— START OF Records for this task —
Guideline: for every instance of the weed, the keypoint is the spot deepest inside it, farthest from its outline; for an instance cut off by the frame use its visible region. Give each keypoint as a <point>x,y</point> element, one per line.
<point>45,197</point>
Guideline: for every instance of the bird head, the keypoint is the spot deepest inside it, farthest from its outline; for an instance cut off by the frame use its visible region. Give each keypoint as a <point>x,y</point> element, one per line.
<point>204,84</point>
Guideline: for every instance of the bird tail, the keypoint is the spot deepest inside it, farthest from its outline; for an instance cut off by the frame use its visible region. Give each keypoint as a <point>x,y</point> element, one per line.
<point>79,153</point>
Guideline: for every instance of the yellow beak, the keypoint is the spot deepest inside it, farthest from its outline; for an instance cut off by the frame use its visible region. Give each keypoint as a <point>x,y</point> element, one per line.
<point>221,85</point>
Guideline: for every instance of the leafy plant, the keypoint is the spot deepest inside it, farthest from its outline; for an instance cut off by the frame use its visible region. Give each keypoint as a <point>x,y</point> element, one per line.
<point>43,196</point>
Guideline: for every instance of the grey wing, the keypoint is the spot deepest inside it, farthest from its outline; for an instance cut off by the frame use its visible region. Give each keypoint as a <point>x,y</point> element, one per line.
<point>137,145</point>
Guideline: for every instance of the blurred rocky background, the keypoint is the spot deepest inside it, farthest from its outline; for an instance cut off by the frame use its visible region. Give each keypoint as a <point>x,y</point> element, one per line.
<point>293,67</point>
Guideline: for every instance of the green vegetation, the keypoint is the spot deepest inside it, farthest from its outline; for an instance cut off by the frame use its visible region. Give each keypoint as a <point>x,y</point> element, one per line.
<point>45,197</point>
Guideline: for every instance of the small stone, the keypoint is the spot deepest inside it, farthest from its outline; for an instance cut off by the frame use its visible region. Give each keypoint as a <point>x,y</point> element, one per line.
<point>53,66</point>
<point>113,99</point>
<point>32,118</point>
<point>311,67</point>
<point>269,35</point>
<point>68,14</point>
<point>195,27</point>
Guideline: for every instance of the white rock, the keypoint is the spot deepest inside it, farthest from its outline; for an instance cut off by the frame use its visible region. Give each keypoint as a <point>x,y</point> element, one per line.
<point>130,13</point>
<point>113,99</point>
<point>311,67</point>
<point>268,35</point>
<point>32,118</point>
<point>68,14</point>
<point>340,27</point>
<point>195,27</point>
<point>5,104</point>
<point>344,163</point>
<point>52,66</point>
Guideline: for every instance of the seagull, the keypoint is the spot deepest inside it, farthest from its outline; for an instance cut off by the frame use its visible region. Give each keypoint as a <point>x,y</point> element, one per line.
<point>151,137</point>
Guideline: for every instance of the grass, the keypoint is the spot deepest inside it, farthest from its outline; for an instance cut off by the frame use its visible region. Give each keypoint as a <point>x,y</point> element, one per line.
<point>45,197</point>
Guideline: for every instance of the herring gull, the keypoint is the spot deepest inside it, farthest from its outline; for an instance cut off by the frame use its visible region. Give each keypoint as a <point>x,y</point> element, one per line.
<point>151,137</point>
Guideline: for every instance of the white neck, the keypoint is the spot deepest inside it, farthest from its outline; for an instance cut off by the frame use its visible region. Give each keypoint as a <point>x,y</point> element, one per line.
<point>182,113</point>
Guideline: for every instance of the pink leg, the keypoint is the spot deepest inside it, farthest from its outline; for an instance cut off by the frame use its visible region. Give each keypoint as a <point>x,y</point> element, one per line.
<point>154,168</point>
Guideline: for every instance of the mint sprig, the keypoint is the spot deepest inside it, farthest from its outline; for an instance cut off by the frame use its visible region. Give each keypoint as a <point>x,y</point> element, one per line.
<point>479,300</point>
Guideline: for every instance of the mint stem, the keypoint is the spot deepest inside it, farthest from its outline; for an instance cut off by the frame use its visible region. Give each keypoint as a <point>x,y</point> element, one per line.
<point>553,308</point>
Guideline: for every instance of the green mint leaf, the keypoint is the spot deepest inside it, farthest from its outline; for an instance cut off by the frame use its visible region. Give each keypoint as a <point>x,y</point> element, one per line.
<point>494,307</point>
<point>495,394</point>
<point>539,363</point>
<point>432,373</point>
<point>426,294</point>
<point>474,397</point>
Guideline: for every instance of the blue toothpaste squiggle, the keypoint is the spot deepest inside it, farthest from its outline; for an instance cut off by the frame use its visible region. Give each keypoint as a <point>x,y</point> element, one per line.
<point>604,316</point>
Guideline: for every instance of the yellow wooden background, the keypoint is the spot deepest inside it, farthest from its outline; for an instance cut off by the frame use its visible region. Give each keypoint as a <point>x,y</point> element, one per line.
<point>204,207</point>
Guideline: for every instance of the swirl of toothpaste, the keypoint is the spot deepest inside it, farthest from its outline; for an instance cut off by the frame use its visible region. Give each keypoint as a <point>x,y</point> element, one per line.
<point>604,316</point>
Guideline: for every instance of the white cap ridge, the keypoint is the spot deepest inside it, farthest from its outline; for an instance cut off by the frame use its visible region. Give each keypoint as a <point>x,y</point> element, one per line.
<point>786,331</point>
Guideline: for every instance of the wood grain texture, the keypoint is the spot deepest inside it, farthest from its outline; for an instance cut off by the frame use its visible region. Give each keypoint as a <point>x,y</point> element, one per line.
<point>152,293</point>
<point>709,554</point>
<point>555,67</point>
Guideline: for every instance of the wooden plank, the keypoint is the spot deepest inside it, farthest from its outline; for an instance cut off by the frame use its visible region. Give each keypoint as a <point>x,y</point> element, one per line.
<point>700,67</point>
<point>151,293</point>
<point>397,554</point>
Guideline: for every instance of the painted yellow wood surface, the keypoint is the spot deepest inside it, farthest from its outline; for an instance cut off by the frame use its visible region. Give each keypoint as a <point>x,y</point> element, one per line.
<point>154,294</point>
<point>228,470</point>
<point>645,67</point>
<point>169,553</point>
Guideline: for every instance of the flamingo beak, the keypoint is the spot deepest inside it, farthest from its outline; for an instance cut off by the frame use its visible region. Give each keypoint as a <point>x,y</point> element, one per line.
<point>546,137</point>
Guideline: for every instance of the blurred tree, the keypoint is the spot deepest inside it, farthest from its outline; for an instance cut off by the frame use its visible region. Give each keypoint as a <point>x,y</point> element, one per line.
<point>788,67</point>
— END OF Records for this task —
§ Your goal: Put the lines of the listing above into a JSON list of strings, starting at the line containing "Guideline: for every instance of the seagull, the" and ending at the line containing "<point>182,113</point>", with both of those lines included. Use one string per line and leave out any blank lines.

§ The answer:
[
  "Guideline: for every instance of the seagull, the keypoint is the spot deepest inside it, farthest from its outline; for an instance cut off by the frame use its visible region. Give each keypoint as a <point>x,y</point> element, one per line.",
  "<point>151,137</point>",
  "Guideline: for every instance of the grass, the keypoint is the spot deepest inside it, farthest from its outline; for an instance cut off by the frame use its visible region. Give each keypoint as a <point>x,y</point> element, one per line.",
  "<point>45,197</point>",
  "Guideline: for every instance of the herring gull, the keypoint is the spot deepest inside it, farthest from its outline; for an instance cut off by the frame use its visible region. Give each keypoint as a <point>x,y</point> element, one per line.",
  "<point>151,137</point>",
  "Guideline: for every instance of the white neck, the keypoint is the spot deepest inside it, farthest from its outline; for an instance cut off by the frame use its visible region. Give each keypoint as a <point>x,y</point> element, one per line.",
  "<point>182,113</point>"
]